:: Source excerpt ::
# What bedding is good/bad for rats?



## VeronicaJ3 (May 11, 2015)

It's time for me to get more bedding for the rats, and I am trying to find a cheap bedding that is large enough to last me long enough, but I wanted to know what type of bedding is bad for rats so I won't buy it and what bedding is good.


----------



## MomToRats (Dec 25, 2014)

I use Kaytee Clean and Cozy It's not real cheap but It's great and don't hold any dust , In my book It's the best


----------



## Kipcrash (Dec 30, 2014)

If you're looking for wooden bedding, avoid softwood, _especially cedar & pine shavings_. Shoot for aspen, either shredded or shavings. I personally use brown paper crinkles (a relative of mine gets giant boxes of them b/c he works in shipping!) but newspaper is okay too, as long as you make sure the ink is soy-based, a type which is on the rise in America. If you DO use newspaper, your rats will get dirty and inky and need to be washed more frequently, but an occasional rinse will usually do the trick.  If you're using crinkles or branded paper products, make sure they don't have any dust on them. Bedding is a very important part of a rat's cage & daily life and should not be a topic that's taken lightly.


----------



## FallDeere (Sep 29, 2011)
:::
Aim A
Return the rat bedding thread above in full, word for word.
:: Provided data ::
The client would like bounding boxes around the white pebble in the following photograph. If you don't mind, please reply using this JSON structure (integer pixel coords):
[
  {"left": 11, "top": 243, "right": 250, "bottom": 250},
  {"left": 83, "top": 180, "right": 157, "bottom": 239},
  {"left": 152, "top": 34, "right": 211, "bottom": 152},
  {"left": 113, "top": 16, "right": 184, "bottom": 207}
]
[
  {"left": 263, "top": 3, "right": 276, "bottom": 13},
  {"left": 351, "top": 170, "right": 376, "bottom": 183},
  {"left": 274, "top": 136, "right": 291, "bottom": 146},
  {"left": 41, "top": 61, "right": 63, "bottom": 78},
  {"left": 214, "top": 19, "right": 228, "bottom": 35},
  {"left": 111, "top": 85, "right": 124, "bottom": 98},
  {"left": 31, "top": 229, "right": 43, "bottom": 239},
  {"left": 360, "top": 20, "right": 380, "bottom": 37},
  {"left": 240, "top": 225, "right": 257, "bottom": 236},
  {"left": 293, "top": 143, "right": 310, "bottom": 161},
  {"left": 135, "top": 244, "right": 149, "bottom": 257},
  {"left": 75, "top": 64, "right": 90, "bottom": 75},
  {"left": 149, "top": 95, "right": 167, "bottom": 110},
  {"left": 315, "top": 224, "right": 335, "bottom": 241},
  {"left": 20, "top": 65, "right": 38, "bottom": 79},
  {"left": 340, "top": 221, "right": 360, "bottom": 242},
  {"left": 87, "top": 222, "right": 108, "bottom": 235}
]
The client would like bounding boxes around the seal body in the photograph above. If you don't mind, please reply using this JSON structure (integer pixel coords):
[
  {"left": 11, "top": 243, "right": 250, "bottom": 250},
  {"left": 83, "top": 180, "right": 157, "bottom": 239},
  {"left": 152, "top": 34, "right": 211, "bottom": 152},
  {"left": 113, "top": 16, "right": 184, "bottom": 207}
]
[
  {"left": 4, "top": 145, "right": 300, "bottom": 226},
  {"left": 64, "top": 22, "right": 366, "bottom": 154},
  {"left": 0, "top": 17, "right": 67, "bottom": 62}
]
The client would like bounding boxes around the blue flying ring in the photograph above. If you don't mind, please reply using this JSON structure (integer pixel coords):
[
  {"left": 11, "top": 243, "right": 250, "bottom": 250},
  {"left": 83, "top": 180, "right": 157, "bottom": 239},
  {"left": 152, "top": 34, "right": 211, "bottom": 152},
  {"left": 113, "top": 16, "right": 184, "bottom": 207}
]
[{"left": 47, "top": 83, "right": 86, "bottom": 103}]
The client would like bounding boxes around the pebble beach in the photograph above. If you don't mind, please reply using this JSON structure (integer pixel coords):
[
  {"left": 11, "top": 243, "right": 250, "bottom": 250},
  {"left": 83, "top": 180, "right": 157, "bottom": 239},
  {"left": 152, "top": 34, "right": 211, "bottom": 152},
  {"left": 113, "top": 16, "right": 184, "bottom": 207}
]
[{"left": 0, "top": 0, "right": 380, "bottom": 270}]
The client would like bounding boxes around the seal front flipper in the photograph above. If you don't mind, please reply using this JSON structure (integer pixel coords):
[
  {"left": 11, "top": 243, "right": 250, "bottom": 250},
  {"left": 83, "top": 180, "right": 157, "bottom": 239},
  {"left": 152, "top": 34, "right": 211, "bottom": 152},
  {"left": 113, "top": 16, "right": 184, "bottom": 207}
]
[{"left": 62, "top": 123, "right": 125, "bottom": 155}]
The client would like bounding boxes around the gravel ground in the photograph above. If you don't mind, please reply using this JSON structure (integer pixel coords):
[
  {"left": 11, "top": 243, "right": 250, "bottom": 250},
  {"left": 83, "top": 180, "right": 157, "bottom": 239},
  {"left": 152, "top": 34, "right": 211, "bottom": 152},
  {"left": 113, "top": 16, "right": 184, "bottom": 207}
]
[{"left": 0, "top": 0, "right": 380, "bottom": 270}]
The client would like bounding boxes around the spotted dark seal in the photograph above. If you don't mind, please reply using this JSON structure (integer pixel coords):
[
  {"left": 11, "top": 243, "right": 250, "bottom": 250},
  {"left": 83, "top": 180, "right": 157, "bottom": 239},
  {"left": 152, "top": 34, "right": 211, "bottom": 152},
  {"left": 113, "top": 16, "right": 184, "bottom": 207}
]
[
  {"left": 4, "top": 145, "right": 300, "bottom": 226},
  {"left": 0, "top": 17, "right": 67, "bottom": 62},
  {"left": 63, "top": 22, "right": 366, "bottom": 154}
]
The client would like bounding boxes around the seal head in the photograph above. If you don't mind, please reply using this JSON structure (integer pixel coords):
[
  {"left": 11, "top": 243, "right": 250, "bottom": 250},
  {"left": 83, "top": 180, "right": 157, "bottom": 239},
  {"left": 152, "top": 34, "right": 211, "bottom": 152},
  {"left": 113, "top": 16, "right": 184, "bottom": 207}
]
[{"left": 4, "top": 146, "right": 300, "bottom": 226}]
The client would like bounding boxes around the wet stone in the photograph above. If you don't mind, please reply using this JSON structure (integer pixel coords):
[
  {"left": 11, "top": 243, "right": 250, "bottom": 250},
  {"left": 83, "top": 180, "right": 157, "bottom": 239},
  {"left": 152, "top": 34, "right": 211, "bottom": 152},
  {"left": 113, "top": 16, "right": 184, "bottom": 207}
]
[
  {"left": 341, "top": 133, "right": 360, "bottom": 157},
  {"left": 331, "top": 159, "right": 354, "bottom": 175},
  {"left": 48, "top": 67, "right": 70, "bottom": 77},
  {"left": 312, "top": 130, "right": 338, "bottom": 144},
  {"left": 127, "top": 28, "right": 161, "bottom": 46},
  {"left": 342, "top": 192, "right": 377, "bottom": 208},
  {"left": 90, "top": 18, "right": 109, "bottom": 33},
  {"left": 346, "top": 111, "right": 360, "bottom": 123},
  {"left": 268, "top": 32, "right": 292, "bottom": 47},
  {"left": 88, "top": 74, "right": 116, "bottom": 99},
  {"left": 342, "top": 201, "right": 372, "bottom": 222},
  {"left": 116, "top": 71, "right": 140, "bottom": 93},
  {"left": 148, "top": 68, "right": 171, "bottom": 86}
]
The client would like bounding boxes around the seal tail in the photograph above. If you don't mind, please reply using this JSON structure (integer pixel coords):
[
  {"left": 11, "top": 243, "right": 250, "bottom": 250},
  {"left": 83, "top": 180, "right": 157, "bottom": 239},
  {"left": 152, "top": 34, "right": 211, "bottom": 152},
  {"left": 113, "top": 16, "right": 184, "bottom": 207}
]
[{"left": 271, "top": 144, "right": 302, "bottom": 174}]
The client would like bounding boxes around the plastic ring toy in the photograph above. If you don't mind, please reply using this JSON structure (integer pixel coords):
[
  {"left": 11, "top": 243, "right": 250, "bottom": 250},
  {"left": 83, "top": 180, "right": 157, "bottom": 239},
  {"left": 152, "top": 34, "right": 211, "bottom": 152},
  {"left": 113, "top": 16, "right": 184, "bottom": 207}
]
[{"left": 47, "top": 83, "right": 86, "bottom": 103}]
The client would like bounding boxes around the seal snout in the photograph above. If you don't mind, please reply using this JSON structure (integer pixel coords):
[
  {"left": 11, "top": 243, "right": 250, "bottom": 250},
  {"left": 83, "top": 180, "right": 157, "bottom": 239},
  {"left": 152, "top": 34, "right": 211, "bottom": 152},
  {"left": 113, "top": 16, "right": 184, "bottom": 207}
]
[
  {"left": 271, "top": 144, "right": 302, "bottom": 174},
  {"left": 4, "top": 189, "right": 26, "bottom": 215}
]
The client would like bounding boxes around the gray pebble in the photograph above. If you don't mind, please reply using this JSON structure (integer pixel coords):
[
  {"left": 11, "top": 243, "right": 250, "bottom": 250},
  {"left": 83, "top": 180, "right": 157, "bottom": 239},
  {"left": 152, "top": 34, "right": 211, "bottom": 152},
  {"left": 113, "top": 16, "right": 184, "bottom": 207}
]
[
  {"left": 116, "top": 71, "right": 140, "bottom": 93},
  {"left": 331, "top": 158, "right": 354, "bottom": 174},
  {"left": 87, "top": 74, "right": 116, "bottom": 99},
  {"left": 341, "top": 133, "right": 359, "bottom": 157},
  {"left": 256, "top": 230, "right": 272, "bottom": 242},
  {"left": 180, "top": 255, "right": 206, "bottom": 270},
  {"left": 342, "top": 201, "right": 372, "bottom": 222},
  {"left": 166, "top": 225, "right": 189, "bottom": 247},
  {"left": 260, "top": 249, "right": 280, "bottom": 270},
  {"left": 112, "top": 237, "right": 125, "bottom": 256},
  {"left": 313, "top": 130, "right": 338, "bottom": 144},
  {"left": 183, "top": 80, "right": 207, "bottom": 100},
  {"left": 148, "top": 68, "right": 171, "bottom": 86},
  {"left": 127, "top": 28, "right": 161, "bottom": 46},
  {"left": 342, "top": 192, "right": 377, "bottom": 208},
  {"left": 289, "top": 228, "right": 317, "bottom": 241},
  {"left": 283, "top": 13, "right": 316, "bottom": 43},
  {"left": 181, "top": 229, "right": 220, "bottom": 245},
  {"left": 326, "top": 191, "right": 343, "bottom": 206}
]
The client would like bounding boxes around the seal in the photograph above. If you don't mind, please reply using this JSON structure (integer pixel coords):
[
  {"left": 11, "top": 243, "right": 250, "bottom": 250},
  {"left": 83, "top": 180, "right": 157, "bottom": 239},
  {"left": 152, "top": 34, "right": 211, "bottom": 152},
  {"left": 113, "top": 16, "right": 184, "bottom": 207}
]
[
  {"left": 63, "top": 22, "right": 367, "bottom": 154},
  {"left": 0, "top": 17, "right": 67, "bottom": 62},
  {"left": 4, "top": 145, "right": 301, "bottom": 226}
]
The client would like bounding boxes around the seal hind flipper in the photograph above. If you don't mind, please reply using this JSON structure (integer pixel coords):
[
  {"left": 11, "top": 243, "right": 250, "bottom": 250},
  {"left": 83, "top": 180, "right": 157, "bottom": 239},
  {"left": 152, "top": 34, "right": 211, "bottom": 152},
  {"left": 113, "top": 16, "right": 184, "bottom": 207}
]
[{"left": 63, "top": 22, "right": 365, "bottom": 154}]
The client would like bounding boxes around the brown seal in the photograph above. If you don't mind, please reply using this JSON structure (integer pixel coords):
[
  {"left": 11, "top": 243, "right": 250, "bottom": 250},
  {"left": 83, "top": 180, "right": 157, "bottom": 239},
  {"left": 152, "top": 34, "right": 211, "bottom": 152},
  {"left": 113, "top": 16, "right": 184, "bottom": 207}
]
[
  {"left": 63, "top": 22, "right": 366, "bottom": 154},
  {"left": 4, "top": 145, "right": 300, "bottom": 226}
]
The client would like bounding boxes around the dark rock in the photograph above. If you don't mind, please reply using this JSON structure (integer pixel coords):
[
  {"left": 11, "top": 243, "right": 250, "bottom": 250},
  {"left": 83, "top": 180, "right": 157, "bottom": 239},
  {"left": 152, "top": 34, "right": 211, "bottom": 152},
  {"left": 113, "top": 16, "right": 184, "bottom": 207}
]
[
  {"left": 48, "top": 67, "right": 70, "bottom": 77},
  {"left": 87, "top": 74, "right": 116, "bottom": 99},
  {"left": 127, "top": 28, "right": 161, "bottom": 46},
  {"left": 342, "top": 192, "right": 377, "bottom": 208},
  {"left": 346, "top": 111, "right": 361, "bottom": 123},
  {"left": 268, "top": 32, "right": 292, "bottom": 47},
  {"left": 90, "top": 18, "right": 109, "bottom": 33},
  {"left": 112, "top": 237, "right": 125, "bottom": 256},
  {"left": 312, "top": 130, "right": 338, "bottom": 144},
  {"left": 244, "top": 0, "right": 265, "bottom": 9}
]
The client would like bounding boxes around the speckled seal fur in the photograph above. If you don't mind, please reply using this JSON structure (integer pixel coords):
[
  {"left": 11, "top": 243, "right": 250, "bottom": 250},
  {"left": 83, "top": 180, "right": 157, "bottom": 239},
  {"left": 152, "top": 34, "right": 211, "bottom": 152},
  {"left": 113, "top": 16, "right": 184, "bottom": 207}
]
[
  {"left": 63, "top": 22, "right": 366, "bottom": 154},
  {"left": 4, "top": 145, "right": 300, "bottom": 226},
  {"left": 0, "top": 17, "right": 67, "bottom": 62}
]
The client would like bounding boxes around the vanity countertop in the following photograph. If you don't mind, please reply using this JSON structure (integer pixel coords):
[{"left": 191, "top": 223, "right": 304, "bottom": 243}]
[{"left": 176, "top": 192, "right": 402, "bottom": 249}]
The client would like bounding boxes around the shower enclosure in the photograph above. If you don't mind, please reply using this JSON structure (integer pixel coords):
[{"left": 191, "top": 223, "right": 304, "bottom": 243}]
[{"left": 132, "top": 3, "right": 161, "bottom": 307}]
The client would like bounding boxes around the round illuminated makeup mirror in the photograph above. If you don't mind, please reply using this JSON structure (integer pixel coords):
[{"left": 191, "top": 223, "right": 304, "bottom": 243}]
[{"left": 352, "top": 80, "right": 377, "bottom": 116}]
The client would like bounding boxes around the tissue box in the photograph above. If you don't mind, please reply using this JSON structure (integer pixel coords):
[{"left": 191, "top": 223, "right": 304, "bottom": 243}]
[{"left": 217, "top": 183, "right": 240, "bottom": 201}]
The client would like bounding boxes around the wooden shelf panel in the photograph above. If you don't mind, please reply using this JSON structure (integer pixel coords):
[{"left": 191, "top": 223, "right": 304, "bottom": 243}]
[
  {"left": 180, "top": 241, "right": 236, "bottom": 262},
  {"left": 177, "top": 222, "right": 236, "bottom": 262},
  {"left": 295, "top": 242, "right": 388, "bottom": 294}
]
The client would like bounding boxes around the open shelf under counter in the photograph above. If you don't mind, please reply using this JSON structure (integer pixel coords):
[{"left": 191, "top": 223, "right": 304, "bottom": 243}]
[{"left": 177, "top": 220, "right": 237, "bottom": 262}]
:::
Aim B
Report each line of the records that contains the string "flipper" by copying that line whole. Case counts.

Correct answer A
# What bedding is good/bad for rats?



## VeronicaJ3 (May 11, 2015)

It's time for me to get more bedding for the rats, and I am trying to find a cheap bedding that is large enough to last me long enough, but I wanted to know what type of bedding is bad for rats so I won't buy it and what bedding is good.


----------



## MomToRats (Dec 25, 2014)

I use Kaytee Clean and Cozy It's not real cheap but It's great and don't hold any dust , In my book It's the best


----------



## Kipcrash (Dec 30, 2014)

If you're looking for wooden bedding, avoid softwood, _especially cedar & pine shavings_. Shoot for aspen, either shredded or shavings. I personally use brown paper crinkles (a relative of mine gets giant boxes of them b/c he works in shipping!) but newspaper is okay too, as long as you make sure the ink is soy-based, a type which is on the rise in America. If you DO use newspaper, your rats will get dirty and inky and need to be washed more frequently, but an occasional rinse will usually do the trick.  If you're using crinkles or branded paper products, make sure they don't have any dust on them. Bedding is a very important part of a rat's cage & daily life and should not be a topic that's taken lightly.


----------



## FallDeere (Sep 29, 2011)

Correct answer B
The client would like bounding boxes around the seal front flipper in the photograph above. If you don't mind, please reply using this JSON structure (integer pixel coords):
The client would like bounding boxes around the seal hind flipper in the photograph above. If you don't mind, please reply using this JSON structure (integer pixel coords):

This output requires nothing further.